Explore the material>
(a) In the circNMD study summary, explain how circRNAs bring about rapid mRNA degradation.
(b) Continue the circNMD study summary from its last line.

Selected excerpt>
/---

Purpose of the Study:

  • To elucidate the molecular mechanism by which circRNAs regulate gene expression.
  • To identify and characterize circRNA-induced nonsense-mediated mRNA decay (circNMD).
  • To explore the therapeutic potential of circNMD for selective mRNA downregulation.

Main Methods:

  • RNA-RNA interaction analysis between circRNAs and mRNA 3' UTRs.
  • Investigation of exon-junction complex (EJC) positioning and its role in mRNA decay.
  • Transcriptomic analysis to identify circNMD candidates.
  • Experimental validation of circNMD in cellular apoptosis and exogenous expression studies.

Main Results:

  • circRNAs facilitate rapid mRNA degradation through direct RNA-RNA interactions with mRNA 3' UTRs.
  • This interaction recruits EJCs, leading to EJC-dependent nonsense-mediated mRNA decay (NMD), termed circNMD.

\---

Stored data>

/---

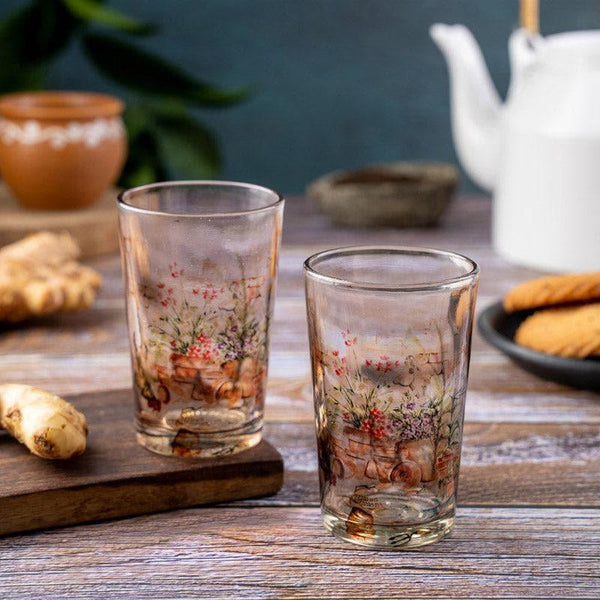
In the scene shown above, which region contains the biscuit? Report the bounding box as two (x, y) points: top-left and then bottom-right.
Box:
(515, 303), (600, 358)
(503, 273), (600, 312)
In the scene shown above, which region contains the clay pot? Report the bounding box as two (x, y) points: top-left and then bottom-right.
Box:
(0, 92), (127, 210)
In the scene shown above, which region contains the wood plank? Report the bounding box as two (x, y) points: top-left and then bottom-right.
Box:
(0, 508), (600, 600)
(0, 391), (283, 535)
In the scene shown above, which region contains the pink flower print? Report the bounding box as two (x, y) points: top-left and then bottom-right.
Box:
(187, 344), (200, 356)
(372, 427), (385, 438)
(369, 408), (385, 423)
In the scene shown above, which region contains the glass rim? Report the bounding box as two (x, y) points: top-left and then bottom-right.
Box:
(117, 179), (284, 219)
(303, 246), (479, 292)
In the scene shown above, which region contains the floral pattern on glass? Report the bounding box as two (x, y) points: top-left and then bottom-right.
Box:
(317, 330), (464, 535)
(135, 263), (268, 425)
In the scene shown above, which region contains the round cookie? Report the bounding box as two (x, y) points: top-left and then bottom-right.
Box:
(515, 303), (600, 358)
(503, 272), (600, 312)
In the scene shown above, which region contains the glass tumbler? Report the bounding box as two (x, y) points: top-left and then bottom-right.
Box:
(304, 247), (478, 548)
(118, 181), (284, 457)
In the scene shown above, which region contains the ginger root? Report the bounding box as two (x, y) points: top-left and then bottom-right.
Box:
(0, 231), (101, 322)
(0, 383), (87, 459)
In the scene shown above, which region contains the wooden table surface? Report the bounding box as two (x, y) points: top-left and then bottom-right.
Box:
(0, 197), (600, 600)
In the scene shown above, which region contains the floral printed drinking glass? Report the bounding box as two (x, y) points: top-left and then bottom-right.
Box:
(304, 247), (478, 548)
(119, 181), (284, 457)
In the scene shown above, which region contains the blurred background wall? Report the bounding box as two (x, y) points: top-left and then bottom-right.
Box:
(0, 0), (600, 193)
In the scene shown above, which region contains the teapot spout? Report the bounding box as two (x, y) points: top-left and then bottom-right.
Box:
(429, 23), (502, 192)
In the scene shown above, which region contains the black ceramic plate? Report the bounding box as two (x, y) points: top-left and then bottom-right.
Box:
(477, 302), (600, 390)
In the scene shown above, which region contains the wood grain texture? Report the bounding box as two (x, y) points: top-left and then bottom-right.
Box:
(0, 197), (600, 600)
(0, 507), (600, 600)
(0, 390), (283, 535)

\---

Expected outputs>
(a) circRNAs bind directly to the 3' UTRs of mRNAs through RNA-RNA interactions. This binding recruits exon-junction complexes (EJCs), which triggers EJC-dependent nonsense-mediated mRNA decay. The study calls this process circNMD.

(b)
  • Hundreds of potential circNMD targets were identified through transcriptomic analysis.
  • circNMD was validated for its role in cellular apoptosis and shown to significantly downregulate target mRNA levels upon exogenous expression.

Conclusions:

  • circRNAs induce mRNA degradation via a novel circNMD pathway.
  • The circNMD mechanism involves RNA-RNA interactions and EJC-mediated NMD.
  • circNMD presents a promising therapeutic strategy for targeted mRNA downregulation.